== What you will do ==
Give back exactly the lines spanning from the one containing "the player's knee" to the final line of the records below, and no others.

_ _ _ _

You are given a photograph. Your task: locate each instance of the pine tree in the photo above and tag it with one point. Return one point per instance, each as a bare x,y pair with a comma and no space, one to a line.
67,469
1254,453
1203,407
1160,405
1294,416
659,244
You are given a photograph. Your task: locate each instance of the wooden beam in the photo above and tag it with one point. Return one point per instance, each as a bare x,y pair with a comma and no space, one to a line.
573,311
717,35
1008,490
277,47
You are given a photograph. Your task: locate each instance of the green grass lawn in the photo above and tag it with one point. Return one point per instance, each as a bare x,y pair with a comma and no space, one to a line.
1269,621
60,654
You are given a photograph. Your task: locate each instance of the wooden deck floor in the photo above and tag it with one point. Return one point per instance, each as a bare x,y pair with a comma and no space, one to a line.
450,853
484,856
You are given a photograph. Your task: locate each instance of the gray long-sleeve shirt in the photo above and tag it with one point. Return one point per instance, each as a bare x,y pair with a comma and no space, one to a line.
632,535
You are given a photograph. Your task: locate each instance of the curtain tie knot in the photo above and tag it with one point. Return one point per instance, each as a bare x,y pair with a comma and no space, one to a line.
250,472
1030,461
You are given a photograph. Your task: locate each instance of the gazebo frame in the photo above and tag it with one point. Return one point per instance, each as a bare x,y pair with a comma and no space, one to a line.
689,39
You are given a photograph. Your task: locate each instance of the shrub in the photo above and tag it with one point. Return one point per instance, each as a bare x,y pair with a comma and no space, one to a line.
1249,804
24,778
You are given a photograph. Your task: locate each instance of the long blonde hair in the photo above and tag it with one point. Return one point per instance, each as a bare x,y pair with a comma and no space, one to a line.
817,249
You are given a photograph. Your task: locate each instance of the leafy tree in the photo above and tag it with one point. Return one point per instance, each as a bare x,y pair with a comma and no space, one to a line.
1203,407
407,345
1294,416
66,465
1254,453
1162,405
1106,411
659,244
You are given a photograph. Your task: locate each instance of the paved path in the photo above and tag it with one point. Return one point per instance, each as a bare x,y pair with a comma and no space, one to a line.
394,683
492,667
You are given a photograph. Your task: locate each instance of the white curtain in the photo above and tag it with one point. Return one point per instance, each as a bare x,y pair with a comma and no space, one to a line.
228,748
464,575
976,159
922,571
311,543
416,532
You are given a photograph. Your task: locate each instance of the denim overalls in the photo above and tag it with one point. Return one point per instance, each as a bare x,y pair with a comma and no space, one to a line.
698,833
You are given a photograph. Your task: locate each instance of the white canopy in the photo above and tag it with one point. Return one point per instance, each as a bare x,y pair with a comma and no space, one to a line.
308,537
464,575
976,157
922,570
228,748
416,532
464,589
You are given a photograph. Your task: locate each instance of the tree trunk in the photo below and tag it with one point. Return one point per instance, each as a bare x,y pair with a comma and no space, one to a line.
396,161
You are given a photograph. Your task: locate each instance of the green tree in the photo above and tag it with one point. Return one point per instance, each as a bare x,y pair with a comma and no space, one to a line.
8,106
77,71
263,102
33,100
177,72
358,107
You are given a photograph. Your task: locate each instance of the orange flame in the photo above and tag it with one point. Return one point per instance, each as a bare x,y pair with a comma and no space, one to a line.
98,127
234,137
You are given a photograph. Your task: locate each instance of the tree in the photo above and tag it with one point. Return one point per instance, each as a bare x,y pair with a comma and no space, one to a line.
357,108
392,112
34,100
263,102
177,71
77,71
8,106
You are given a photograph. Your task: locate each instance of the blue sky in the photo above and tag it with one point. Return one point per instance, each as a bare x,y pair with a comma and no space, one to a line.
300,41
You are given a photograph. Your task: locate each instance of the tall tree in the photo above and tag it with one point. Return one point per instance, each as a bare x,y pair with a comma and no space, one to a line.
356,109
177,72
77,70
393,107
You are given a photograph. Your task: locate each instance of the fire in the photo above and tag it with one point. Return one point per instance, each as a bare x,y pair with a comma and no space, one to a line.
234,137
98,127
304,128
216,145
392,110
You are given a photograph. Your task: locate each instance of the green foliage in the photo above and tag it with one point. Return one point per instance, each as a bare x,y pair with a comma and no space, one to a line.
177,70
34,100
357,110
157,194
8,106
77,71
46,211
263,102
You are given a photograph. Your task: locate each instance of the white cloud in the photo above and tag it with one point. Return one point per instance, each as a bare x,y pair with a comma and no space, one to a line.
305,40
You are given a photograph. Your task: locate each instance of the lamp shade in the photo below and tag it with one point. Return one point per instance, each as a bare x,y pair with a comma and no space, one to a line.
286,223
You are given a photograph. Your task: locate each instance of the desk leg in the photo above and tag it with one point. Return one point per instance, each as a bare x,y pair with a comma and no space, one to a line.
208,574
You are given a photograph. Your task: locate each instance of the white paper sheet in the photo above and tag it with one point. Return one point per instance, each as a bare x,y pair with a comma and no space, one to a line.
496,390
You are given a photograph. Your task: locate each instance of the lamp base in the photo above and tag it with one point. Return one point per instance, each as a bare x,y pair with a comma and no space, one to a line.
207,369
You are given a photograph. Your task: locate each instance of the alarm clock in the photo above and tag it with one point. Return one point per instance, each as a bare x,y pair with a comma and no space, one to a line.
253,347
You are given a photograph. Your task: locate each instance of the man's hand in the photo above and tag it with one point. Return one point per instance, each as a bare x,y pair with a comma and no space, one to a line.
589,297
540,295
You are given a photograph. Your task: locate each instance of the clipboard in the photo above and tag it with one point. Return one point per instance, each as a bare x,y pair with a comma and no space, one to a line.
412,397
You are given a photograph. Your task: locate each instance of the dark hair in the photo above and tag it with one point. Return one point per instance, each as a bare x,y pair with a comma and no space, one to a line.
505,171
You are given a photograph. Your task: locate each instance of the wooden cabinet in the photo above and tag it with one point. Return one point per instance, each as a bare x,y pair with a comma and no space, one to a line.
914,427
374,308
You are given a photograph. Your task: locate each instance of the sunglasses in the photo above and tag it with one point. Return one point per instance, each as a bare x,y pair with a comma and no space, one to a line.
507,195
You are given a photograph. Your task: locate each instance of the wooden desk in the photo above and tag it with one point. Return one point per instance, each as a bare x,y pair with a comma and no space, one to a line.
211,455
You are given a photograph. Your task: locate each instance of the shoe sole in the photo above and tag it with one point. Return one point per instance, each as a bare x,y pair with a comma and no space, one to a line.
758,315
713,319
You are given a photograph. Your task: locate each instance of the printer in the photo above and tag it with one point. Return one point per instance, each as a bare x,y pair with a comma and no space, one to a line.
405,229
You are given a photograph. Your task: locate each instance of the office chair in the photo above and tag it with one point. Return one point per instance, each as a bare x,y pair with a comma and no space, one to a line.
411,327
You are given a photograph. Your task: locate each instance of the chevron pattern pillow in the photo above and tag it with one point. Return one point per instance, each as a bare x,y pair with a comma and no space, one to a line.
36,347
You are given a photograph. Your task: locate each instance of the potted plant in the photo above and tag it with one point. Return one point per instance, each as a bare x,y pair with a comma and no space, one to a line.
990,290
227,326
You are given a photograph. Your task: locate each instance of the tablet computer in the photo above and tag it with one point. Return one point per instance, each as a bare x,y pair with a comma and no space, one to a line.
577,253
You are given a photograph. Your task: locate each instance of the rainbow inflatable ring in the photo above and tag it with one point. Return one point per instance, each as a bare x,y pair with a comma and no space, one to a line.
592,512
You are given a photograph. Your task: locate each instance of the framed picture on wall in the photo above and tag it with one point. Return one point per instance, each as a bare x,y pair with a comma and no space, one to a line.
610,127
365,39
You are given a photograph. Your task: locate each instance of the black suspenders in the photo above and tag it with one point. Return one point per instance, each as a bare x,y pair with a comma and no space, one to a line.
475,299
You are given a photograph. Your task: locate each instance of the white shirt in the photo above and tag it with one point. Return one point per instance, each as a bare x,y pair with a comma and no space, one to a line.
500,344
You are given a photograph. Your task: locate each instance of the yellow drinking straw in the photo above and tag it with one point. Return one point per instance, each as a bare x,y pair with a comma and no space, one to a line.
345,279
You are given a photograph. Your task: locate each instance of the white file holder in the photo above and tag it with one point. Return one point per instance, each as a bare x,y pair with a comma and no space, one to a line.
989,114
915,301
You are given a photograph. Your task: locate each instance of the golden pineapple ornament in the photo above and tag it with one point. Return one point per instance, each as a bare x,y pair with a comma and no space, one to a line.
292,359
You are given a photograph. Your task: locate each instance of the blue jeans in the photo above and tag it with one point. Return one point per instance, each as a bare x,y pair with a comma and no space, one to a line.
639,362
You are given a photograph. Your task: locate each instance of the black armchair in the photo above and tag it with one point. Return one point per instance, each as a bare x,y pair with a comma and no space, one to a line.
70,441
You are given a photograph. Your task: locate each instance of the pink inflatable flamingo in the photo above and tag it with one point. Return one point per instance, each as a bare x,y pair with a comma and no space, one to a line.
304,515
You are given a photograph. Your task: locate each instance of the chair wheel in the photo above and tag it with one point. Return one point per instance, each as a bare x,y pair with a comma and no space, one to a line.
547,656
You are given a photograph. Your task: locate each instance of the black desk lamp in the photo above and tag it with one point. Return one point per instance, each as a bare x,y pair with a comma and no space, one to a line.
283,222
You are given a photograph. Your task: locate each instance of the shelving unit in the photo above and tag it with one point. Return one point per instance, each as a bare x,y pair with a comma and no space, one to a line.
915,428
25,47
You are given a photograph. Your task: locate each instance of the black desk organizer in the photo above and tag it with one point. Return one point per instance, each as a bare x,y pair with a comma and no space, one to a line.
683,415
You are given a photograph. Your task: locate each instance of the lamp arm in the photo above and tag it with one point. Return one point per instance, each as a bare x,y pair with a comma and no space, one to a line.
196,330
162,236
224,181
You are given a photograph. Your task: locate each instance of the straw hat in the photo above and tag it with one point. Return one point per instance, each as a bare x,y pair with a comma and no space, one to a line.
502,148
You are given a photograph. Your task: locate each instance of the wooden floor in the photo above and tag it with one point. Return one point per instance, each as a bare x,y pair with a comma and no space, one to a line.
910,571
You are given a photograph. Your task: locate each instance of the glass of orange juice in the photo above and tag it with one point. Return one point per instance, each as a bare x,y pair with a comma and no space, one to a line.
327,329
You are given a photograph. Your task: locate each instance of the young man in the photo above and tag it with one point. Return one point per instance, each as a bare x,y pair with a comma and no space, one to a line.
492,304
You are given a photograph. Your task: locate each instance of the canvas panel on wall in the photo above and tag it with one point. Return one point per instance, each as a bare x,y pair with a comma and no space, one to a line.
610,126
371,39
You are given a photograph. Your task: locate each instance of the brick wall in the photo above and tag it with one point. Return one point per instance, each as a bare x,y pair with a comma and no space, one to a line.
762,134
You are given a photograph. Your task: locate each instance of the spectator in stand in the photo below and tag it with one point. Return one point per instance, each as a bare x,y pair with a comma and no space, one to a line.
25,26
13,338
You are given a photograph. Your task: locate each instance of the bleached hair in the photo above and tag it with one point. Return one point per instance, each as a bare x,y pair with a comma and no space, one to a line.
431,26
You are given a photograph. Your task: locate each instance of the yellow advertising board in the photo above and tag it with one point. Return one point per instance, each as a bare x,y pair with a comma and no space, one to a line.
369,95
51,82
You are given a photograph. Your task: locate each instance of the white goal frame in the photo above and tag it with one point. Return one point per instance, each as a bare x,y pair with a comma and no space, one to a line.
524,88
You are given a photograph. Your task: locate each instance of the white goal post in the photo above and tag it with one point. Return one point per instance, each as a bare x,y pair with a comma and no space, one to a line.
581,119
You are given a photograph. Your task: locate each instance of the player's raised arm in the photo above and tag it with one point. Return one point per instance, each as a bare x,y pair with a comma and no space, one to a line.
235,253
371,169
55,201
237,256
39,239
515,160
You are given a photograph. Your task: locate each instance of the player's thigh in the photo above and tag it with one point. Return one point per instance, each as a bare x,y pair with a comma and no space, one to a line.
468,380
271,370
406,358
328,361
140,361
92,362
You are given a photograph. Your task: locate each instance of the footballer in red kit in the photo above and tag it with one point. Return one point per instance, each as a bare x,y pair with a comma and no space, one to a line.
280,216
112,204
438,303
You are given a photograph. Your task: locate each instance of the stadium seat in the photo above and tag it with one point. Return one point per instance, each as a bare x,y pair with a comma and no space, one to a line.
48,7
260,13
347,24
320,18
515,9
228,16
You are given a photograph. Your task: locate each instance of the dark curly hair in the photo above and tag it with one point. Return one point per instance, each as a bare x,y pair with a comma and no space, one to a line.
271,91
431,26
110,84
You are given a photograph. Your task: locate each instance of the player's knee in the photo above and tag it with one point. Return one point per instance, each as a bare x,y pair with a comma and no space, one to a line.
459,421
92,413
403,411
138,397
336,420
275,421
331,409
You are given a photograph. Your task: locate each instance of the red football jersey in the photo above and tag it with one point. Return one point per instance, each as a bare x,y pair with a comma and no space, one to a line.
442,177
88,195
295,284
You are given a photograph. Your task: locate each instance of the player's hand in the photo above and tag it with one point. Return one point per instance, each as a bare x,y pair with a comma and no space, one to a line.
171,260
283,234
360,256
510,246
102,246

_ _ _ _

== Exercise solution ==
You are given a photograph. Your task: locate each instance of the player's knee in the photo above and tag it with one point. Return one point per instance, each as a bare x,y pair with a comma and no space, one to a line.
459,421
92,413
403,411
138,397
336,420
275,421
331,409
You are given a photograph. Your task: locate each instance of the red football jersey in the photo above and tag it with one point. Return one point per instance, each as a bare x,y pair with a comma and no space, one to a line.
442,177
88,195
295,284
You are given a photograph. Your task: locate each instance of the player's hand in the photo above and tag it with one point. Return one point per instance, each as a bare x,y pair with a comma and no space, one to a line.
171,260
283,234
360,256
510,246
102,246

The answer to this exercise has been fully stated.